--- TASK DATA ---

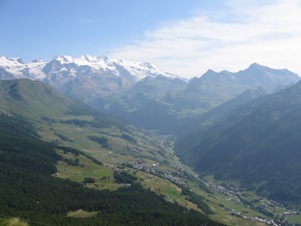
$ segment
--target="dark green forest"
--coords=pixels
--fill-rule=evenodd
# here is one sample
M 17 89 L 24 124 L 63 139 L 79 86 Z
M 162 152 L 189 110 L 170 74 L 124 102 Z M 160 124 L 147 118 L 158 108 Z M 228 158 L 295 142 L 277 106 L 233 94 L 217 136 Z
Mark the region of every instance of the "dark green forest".
M 143 189 L 125 173 L 115 173 L 116 181 L 131 186 L 114 192 L 54 178 L 62 158 L 54 144 L 39 140 L 30 123 L 17 116 L 0 114 L 0 128 L 1 217 L 20 217 L 30 225 L 219 225 Z M 78 209 L 98 214 L 67 217 Z

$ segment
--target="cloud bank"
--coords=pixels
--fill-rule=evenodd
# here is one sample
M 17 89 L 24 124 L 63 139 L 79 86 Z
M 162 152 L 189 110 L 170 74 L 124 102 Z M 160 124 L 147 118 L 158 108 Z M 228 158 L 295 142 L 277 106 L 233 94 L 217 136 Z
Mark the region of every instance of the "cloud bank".
M 253 62 L 301 75 L 300 1 L 229 0 L 227 6 L 165 23 L 109 54 L 149 61 L 187 78 L 208 69 L 237 71 Z

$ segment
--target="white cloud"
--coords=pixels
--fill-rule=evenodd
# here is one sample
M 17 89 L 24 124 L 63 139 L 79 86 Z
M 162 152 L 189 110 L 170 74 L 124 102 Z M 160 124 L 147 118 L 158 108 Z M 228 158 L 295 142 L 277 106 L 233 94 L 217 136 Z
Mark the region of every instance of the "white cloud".
M 258 3 L 254 3 L 258 2 Z M 237 71 L 257 62 L 301 75 L 301 4 L 298 0 L 229 0 L 226 11 L 202 12 L 145 32 L 111 52 L 184 77 L 206 70 Z

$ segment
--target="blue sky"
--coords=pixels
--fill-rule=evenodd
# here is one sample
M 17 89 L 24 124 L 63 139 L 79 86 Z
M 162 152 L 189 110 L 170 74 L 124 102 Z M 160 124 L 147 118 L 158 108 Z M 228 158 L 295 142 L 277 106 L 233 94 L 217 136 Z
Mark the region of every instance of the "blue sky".
M 299 0 L 0 0 L 0 55 L 107 55 L 183 77 L 253 62 L 301 75 Z
M 1 54 L 25 61 L 107 54 L 161 23 L 189 18 L 199 1 L 0 0 Z M 206 2 L 206 1 L 204 1 Z M 205 3 L 204 3 L 205 4 Z M 206 3 L 207 4 L 207 3 Z

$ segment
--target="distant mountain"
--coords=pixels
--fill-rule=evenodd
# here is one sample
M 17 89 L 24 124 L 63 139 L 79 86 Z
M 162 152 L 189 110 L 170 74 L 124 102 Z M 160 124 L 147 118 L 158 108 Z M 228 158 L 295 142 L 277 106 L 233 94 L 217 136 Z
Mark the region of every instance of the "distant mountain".
M 203 109 L 208 110 L 246 90 L 263 88 L 271 93 L 277 87 L 293 85 L 299 79 L 297 74 L 287 69 L 272 69 L 256 63 L 235 73 L 208 70 L 200 78 L 190 80 L 181 98 L 192 97 L 195 101 L 207 103 L 207 108 L 203 105 Z
M 201 173 L 240 180 L 270 199 L 299 205 L 300 106 L 298 82 L 236 109 L 204 137 L 187 140 L 194 145 L 178 149 L 179 155 Z
M 286 69 L 252 64 L 236 73 L 209 70 L 188 83 L 160 76 L 146 78 L 122 93 L 102 97 L 91 105 L 123 117 L 136 126 L 174 133 L 187 119 L 197 117 L 247 90 L 272 93 L 299 79 L 297 74 Z
M 131 89 L 99 98 L 90 103 L 94 108 L 118 115 L 137 127 L 170 131 L 177 120 L 177 94 L 186 82 L 166 76 L 146 77 Z
M 156 76 L 175 77 L 150 63 L 104 56 L 58 56 L 49 62 L 37 59 L 29 64 L 20 58 L 0 57 L 0 79 L 39 79 L 85 102 L 130 88 L 145 77 Z
M 10 58 L 0 56 L 0 80 L 4 79 L 44 79 L 46 75 L 42 72 L 45 62 L 42 59 L 33 60 L 25 64 L 21 58 Z

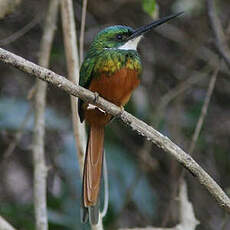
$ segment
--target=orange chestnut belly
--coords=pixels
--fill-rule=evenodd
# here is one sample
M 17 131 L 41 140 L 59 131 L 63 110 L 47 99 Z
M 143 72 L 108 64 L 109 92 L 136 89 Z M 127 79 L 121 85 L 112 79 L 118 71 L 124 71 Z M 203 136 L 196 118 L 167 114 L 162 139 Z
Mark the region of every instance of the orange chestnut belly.
M 89 90 L 97 92 L 100 96 L 117 106 L 124 106 L 139 83 L 137 71 L 123 68 L 112 76 L 102 74 L 94 78 L 89 86 Z M 85 105 L 85 119 L 89 124 L 106 125 L 112 117 L 97 108 L 87 108 L 88 104 Z

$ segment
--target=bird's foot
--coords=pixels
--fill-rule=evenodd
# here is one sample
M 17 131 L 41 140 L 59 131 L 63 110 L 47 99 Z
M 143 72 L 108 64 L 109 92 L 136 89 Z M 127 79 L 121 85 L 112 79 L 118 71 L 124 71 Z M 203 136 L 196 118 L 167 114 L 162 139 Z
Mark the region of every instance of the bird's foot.
M 117 118 L 121 117 L 121 115 L 123 114 L 123 112 L 125 111 L 124 107 L 121 105 L 120 107 L 120 112 L 116 115 Z
M 96 109 L 97 106 L 96 105 L 92 105 L 92 104 L 88 104 L 87 106 L 87 110 L 92 110 L 92 109 Z
M 93 102 L 97 103 L 98 99 L 99 99 L 99 93 L 98 92 L 94 92 L 94 100 L 93 100 Z
M 94 92 L 94 99 L 93 99 L 93 103 L 97 103 L 98 102 L 98 98 L 99 98 L 99 93 L 97 92 Z M 92 105 L 92 104 L 88 104 L 87 106 L 87 109 L 90 110 L 90 109 L 96 109 L 98 108 L 96 105 Z
M 94 102 L 95 104 L 97 104 L 98 98 L 99 98 L 99 93 L 94 92 L 94 100 L 93 100 L 93 102 Z M 101 112 L 106 113 L 103 109 L 99 108 L 98 106 L 92 105 L 92 104 L 88 104 L 87 110 L 90 110 L 90 109 L 98 109 L 98 110 L 100 110 Z

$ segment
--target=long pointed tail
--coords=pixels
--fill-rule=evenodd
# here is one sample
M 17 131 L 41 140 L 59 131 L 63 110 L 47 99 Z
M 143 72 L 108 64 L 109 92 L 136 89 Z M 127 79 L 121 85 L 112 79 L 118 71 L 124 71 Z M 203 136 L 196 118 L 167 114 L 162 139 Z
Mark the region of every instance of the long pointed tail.
M 91 125 L 84 163 L 82 199 L 85 211 L 86 208 L 89 208 L 89 218 L 92 224 L 97 224 L 99 216 L 98 196 L 100 192 L 103 152 L 104 126 Z M 83 222 L 86 221 L 84 216 L 83 214 Z

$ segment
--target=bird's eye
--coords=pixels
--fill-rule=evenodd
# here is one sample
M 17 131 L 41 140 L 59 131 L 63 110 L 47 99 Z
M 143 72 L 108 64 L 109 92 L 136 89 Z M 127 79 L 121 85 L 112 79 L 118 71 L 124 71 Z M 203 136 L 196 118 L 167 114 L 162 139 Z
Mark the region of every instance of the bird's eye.
M 122 39 L 123 39 L 122 34 L 118 34 L 118 35 L 117 35 L 117 40 L 122 40 Z

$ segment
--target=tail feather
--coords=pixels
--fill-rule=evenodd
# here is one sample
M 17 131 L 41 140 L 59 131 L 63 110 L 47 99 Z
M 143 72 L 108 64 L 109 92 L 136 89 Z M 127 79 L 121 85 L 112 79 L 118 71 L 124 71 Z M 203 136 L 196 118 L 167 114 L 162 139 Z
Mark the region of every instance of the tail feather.
M 98 222 L 99 216 L 98 197 L 100 192 L 103 152 L 104 127 L 91 125 L 84 163 L 82 196 L 84 210 L 86 207 L 89 207 L 91 213 L 89 216 L 90 222 L 93 224 Z
M 80 211 L 81 211 L 81 222 L 85 224 L 88 222 L 89 219 L 89 210 L 88 208 L 84 207 L 84 205 L 82 204 Z
M 99 212 L 100 212 L 100 200 L 98 199 L 97 204 L 91 207 L 81 207 L 81 221 L 83 224 L 87 223 L 90 220 L 90 223 L 95 225 L 99 221 Z
M 96 225 L 98 223 L 99 213 L 100 213 L 100 201 L 98 199 L 97 204 L 95 206 L 89 207 L 89 221 L 91 224 Z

---

Where in the records above does the word "target" appear? Copy each line that holds it.

--target="dark green forest"
--target="cloud bank"
--target="white cloud"
--target="blue sky"
--target="distant mountain"
--target=orange chestnut belly
--target=bird's foot
--target=long pointed tail
--target=bird's eye
--target=tail feather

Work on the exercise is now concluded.